(Provided passage):
►
Working openly is a completely different style of working – it is about making the entire research process accessible, from discovery to transfer and everything in between (or beyond!). As a result of my working openly, I am not experienced with patents exactly because patenting requires secrecy I do not apply. In other words, working openly causes friction with patents – in this blog post I discuss that working openly does not preclude knowledge/technology transfer.
Patent-commercialization-transfer
The goal of knowledge/technology transfer is not the same everywhere. A definition I found from Data & Analytics for Good defined it as “creat[ing] and mov[ing] ideas from research institutions to the marketplace with the end goal to improve quality of life and benefit society [...] An institution is usually measured by its ability to convert research efforts into commercial income.” This is one definition, from a US centric organization, which highlights an (aspirational) pathway of transfer:
Patents --> Commercialization --> Transfer
If we take the patent-commercialization pathway to transfer, we run into a first issue: The private innovation myth. As Marianna Mazzucato indicated in their book The Entrepreneurial State, private entities capitalize on a long value chain primarily driven by public funding. Private entities may end up patenting the final stages of that value chain as a way to secure that commercialization, but this is a mere mechanism to capture the value without properly redistributing it through the chain. Take for example the Oxford/Astrazeneca vaccine, which was 97% publicly funded. Originally, they aimed to release it to the public for free, yet after lobbying by pro-patenting parties, they ended up patenting the vaccine after all, with the profits going to the private entities.
◄
(Supplied data):
►
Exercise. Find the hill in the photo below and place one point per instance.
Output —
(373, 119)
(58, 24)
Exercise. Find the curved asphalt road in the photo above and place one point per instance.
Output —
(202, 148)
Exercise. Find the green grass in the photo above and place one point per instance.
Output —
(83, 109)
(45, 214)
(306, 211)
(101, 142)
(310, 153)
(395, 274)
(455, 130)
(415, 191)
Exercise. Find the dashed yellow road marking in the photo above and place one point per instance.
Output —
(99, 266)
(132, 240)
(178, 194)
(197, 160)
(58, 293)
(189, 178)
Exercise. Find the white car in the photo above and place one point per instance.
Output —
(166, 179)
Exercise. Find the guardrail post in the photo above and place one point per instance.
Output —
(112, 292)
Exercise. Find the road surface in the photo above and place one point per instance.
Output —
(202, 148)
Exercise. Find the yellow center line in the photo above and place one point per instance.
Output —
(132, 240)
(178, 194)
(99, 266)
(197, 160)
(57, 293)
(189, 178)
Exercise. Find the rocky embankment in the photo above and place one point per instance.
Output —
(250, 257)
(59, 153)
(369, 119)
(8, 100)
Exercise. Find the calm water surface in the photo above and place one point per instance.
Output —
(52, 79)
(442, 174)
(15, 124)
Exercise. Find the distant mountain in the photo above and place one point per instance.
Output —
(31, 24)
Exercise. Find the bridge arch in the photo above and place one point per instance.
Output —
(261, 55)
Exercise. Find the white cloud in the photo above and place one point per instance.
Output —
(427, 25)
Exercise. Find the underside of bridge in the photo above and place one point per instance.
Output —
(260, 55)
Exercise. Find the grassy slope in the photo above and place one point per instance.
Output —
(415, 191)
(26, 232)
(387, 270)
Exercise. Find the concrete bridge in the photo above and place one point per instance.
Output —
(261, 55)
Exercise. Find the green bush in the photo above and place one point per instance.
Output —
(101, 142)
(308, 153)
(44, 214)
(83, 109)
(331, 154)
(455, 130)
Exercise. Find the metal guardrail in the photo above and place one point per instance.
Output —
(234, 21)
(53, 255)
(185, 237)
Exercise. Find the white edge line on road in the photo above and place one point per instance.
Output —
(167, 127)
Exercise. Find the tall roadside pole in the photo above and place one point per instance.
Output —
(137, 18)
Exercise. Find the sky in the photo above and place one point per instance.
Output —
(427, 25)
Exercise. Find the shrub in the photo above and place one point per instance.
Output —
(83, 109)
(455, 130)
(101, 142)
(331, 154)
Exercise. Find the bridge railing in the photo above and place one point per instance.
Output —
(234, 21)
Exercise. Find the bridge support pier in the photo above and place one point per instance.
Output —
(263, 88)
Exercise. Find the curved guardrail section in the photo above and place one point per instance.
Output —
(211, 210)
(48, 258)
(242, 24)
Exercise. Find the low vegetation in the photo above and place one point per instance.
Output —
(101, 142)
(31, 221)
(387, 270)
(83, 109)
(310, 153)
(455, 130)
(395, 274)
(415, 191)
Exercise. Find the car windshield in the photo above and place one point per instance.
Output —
◄
►
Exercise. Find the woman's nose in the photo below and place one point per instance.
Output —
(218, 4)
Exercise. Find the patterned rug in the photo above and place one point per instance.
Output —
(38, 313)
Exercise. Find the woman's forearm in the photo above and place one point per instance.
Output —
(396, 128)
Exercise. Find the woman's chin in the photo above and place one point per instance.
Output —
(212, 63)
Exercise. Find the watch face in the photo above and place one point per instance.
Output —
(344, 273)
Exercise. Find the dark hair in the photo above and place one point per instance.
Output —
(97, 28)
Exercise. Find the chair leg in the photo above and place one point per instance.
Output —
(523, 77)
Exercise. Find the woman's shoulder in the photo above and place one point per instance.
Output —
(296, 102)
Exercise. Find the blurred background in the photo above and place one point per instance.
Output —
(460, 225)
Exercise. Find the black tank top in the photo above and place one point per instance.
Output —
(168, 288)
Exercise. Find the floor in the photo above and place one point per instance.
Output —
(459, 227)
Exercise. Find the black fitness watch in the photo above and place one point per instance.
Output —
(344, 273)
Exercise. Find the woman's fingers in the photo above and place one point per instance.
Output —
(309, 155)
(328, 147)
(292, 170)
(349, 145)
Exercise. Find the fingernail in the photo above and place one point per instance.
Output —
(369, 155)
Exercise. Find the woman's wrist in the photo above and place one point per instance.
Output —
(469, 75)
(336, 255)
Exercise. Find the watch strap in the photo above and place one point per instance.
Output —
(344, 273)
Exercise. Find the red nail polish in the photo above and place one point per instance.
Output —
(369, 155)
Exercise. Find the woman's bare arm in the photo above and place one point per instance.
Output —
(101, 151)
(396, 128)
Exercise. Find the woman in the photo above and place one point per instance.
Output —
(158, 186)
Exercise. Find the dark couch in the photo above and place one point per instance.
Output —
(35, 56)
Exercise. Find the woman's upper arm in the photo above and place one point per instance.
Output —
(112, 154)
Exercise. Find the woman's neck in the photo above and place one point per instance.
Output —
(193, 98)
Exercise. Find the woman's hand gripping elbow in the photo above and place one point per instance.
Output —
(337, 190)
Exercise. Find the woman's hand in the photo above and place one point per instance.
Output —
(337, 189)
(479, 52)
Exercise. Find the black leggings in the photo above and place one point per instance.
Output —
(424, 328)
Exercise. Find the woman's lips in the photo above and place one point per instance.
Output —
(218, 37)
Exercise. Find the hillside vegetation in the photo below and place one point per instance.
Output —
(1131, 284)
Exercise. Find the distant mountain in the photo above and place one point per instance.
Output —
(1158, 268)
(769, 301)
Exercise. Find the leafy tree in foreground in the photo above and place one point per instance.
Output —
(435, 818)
◄
(Assigned task): In the blog post on working openly and patents, what share of the Oxford/Astrazeneca vaccine's funding was public?

(Solution): 97%